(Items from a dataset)

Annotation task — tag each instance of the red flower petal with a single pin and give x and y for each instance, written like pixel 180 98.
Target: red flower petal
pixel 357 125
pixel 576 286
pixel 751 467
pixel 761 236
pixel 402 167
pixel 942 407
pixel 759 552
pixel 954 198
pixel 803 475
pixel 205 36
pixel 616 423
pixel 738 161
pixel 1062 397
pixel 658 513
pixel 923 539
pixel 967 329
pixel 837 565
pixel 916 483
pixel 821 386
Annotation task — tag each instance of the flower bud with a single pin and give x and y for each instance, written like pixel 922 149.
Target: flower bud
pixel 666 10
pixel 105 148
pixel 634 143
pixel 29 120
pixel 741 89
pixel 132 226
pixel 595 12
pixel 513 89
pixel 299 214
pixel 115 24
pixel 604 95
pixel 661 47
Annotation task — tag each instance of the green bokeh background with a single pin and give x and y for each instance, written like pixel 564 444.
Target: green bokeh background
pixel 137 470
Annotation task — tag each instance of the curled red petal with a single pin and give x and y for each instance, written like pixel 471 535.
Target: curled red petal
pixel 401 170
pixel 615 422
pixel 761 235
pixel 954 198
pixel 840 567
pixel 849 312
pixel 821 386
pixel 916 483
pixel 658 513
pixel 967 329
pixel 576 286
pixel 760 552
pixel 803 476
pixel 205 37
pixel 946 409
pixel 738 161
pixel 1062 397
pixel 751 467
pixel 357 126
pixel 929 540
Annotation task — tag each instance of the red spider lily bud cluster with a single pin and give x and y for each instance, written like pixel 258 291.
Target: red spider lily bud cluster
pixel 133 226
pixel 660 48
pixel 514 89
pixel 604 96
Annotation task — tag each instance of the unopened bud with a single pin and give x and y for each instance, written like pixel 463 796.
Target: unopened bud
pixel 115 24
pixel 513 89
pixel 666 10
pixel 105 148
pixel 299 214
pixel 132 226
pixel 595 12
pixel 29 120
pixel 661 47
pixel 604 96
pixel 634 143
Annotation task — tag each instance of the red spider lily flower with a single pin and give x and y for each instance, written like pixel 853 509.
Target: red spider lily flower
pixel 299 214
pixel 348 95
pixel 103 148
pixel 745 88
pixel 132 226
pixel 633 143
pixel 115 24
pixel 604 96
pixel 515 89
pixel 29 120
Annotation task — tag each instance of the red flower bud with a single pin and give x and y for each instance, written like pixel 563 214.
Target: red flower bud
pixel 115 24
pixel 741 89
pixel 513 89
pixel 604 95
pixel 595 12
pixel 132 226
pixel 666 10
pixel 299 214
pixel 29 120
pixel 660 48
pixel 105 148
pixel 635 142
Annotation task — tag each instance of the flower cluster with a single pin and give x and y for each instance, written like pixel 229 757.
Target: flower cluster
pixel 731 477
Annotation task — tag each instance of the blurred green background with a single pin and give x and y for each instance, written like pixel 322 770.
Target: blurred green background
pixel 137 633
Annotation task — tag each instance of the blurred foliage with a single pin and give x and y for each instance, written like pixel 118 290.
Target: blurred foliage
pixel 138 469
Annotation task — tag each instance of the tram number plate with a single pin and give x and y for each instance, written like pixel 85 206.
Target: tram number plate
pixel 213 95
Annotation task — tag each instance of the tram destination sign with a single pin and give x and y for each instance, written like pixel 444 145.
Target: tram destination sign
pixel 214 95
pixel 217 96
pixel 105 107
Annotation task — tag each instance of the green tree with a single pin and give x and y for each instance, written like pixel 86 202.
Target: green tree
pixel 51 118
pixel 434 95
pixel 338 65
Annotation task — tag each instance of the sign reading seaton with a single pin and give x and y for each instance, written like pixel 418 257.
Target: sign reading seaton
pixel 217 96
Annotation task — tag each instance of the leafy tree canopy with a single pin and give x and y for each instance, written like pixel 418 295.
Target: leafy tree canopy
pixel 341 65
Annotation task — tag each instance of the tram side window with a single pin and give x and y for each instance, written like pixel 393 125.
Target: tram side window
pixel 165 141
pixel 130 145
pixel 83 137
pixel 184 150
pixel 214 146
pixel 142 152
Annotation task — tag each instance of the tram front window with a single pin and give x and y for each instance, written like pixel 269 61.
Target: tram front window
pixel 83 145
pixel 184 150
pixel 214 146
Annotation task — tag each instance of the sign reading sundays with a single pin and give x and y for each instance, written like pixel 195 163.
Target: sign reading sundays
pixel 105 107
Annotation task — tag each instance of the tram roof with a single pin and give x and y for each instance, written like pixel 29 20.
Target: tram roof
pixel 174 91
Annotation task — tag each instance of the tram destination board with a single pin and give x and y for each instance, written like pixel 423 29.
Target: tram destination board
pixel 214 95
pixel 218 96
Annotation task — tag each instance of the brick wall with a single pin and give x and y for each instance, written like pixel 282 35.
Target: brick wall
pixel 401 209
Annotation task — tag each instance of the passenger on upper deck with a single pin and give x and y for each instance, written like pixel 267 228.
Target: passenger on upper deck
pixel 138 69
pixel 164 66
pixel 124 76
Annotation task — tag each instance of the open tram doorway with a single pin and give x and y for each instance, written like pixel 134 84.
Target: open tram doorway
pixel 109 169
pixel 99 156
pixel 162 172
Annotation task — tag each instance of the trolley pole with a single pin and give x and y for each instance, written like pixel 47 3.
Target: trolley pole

= AIM OF THE EXERCISE =
Return the lines of the listing above unchanged, starting at its first line and stopping after the line that contains "pixel 759 552".

= FINAL RESULT =
Annotation task — tag each instance of the red flower petal with a single pin and give x and y for each instance, written like pixel 180 98.
Target: red flower petal
pixel 357 125
pixel 576 286
pixel 751 467
pixel 761 236
pixel 402 167
pixel 942 407
pixel 759 552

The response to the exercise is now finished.